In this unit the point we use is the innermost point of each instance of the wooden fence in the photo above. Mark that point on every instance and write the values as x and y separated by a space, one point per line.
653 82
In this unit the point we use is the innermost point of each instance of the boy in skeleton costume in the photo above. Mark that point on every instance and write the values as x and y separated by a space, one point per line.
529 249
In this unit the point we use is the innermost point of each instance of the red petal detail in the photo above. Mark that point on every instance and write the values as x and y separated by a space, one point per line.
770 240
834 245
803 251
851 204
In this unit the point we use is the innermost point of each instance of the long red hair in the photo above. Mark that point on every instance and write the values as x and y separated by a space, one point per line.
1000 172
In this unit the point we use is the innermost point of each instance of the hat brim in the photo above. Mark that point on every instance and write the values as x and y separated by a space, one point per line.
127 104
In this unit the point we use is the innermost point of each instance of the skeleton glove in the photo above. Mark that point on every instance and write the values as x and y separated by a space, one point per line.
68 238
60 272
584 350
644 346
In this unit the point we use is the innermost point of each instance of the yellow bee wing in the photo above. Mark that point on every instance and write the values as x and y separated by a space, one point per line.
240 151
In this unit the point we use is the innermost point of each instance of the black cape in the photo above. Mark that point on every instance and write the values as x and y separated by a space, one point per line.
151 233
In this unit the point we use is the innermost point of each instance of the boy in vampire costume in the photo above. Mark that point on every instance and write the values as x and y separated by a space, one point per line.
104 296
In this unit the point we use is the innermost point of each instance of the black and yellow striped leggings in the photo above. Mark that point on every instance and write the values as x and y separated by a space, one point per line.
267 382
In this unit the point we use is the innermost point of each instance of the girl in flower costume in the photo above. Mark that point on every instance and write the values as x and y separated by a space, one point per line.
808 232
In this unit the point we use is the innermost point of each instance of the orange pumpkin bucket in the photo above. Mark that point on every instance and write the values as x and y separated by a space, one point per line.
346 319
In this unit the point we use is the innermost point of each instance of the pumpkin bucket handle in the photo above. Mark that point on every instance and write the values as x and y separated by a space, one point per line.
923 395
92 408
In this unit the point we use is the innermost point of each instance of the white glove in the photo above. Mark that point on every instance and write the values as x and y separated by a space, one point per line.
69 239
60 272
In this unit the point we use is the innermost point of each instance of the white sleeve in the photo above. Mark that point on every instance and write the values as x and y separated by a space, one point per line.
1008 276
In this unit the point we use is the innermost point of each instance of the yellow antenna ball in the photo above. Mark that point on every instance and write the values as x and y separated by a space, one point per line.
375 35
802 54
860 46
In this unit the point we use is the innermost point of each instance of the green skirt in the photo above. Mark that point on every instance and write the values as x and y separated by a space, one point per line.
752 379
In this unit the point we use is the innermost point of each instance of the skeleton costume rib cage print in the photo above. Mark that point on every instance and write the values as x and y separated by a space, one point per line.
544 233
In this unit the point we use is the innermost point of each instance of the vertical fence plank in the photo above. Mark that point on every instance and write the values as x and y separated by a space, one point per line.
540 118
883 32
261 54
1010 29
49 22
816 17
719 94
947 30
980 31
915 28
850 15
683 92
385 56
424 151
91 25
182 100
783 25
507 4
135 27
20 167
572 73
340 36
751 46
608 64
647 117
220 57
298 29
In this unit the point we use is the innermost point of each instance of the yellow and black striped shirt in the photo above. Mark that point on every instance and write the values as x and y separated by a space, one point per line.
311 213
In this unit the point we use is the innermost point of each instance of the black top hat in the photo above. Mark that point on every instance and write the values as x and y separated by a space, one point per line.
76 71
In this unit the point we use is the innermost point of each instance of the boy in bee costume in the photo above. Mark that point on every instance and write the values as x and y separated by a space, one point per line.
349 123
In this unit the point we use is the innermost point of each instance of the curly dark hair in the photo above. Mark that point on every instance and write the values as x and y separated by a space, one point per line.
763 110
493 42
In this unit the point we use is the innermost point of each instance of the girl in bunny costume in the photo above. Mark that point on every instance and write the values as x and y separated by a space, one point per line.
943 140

===

Rewrite the records as a numbered list, starting at the line that contains "girl in bunny" and running through the end of the records, both ends included. Leave out any blank lines.

CORRECT RESPONSE:
1. In this unit the point we use is the innermost point of each instance of the girl in bunny costume in the photo above. Mark that point on every instance and write the values as x and y separated by a space, one point per line.
2. 943 140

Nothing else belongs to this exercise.